» Written problem: Output, with no changes, the span of lines that opens with the line containing "white ceiling, the" and closes with the last line.

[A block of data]
....
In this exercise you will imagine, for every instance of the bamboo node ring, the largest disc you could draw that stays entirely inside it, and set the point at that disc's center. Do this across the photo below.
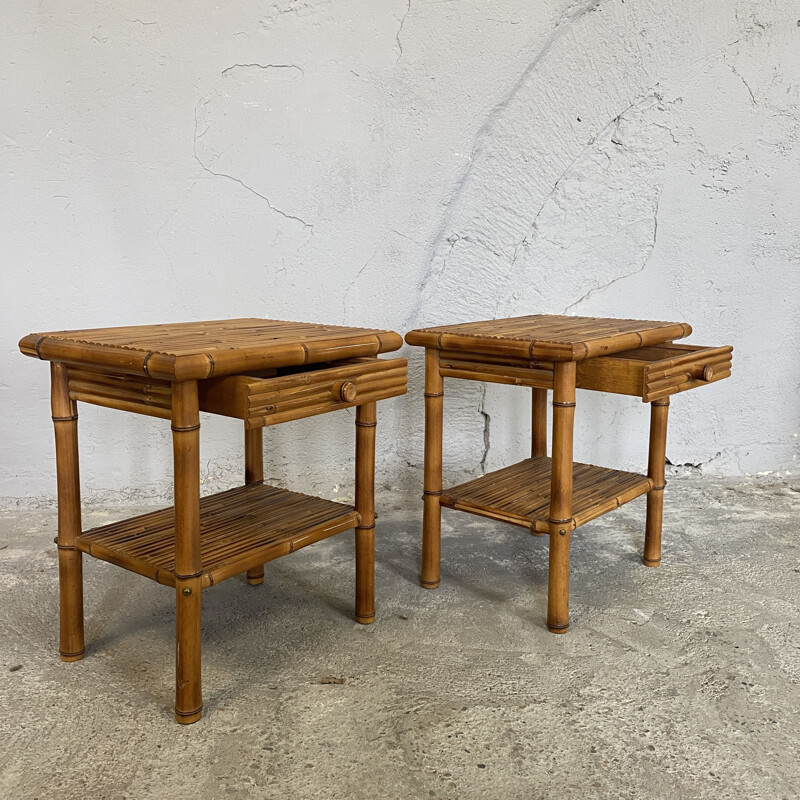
(345, 391)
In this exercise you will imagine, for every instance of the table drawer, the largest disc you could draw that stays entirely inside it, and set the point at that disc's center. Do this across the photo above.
(269, 397)
(655, 372)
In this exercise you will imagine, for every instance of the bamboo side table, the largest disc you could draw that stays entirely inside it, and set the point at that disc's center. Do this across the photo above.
(554, 495)
(261, 371)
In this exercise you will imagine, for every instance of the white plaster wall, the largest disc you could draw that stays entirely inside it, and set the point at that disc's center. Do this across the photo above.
(398, 164)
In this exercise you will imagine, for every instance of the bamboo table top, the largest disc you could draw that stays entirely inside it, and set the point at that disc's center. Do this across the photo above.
(549, 337)
(198, 350)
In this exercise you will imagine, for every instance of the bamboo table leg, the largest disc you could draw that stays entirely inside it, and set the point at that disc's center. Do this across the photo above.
(70, 565)
(432, 510)
(561, 497)
(254, 473)
(366, 421)
(538, 422)
(186, 446)
(659, 410)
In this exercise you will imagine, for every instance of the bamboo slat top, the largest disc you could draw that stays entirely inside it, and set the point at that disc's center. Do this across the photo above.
(197, 350)
(239, 528)
(548, 337)
(520, 493)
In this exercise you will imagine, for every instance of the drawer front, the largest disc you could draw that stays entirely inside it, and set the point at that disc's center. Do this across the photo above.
(653, 373)
(688, 369)
(320, 388)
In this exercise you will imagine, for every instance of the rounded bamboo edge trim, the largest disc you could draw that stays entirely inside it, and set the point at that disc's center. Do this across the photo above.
(570, 521)
(188, 717)
(144, 364)
(557, 628)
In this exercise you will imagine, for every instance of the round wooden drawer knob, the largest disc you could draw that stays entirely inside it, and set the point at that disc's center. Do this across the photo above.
(345, 391)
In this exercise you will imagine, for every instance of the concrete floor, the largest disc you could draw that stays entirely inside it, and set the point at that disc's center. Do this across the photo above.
(678, 682)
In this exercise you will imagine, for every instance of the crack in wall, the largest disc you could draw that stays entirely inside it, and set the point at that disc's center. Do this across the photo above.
(603, 287)
(741, 78)
(487, 421)
(241, 183)
(400, 30)
(264, 67)
(356, 277)
(561, 25)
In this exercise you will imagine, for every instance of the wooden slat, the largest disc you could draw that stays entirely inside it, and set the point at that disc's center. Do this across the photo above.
(239, 529)
(122, 392)
(520, 494)
(548, 337)
(197, 350)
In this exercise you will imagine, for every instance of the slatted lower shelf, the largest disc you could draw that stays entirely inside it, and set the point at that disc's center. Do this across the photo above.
(239, 529)
(520, 494)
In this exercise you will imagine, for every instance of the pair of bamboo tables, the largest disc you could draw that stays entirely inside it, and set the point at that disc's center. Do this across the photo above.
(266, 372)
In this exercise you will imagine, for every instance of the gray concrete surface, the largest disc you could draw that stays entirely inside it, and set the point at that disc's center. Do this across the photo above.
(680, 682)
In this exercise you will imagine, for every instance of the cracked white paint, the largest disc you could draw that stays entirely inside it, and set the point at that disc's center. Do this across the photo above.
(398, 164)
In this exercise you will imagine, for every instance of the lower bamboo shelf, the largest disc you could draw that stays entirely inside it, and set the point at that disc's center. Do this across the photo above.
(239, 529)
(520, 494)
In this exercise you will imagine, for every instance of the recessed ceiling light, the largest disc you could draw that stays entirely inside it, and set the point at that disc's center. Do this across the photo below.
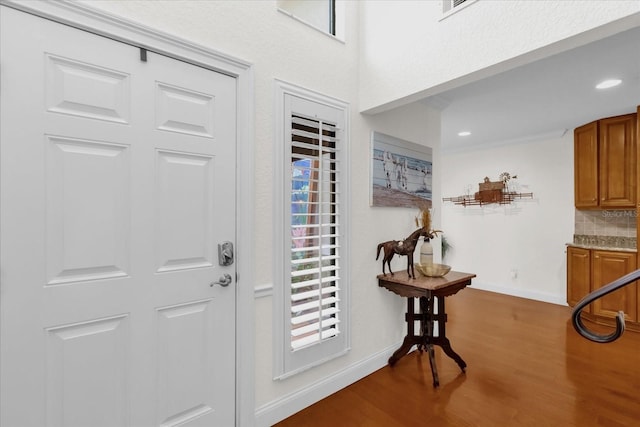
(606, 84)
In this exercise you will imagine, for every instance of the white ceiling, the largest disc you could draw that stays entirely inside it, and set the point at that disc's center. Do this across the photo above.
(545, 98)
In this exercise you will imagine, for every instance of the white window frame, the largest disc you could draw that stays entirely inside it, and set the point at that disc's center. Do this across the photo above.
(291, 99)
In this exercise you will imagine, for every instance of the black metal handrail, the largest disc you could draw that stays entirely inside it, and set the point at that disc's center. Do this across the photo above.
(599, 293)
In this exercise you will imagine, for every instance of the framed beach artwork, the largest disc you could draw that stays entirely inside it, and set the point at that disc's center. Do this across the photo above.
(401, 172)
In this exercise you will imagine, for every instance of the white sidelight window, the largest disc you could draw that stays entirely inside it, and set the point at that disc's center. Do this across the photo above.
(311, 287)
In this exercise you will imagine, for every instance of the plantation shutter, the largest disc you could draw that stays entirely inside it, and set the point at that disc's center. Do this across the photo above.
(315, 229)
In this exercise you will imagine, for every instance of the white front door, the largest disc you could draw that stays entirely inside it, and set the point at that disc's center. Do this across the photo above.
....
» Response:
In this exercise you will imagine, for every instance of the white ceiling, the largest disc you could draw that stays entirely inside it, and set the point at that disc's center. Do this across the photo above.
(545, 98)
In this exercise you will imagine, for every instance of the white window frame, the largest disc you could draw that stays entirely inside it, and set the point at that disc's center. Do this across the photo above.
(291, 99)
In this exercise you will imagine, for every instance of the black metal handrail, the largest disc you could draw that stays entirely inside it, and set the point at that disc's center. Do this across the photo above.
(599, 293)
In this exercise you will imagine, for every instance of the framed beach artwork, the largest disc you could draw that stays entirely inside it, and set the point at that disc's center. Do this across the photo above.
(401, 172)
In this exercise you will imagine, for every instance of the white sidelight window, the largest disc you could draw that stays entirely inside it, and set the point at that disc's center. Do this across the photo above.
(311, 287)
In this exercise you will imagine, for every instance of the plantation shutter, the largest disc you could draw that stays entirely inside it, and set the point at that disc's center. Do this across the photo above.
(315, 229)
In this exercise you will imagine, for every instance of the white front door, the largest disc you could draw that stays entirely inside it, and set the point at that disc's center. Do this across the photo above.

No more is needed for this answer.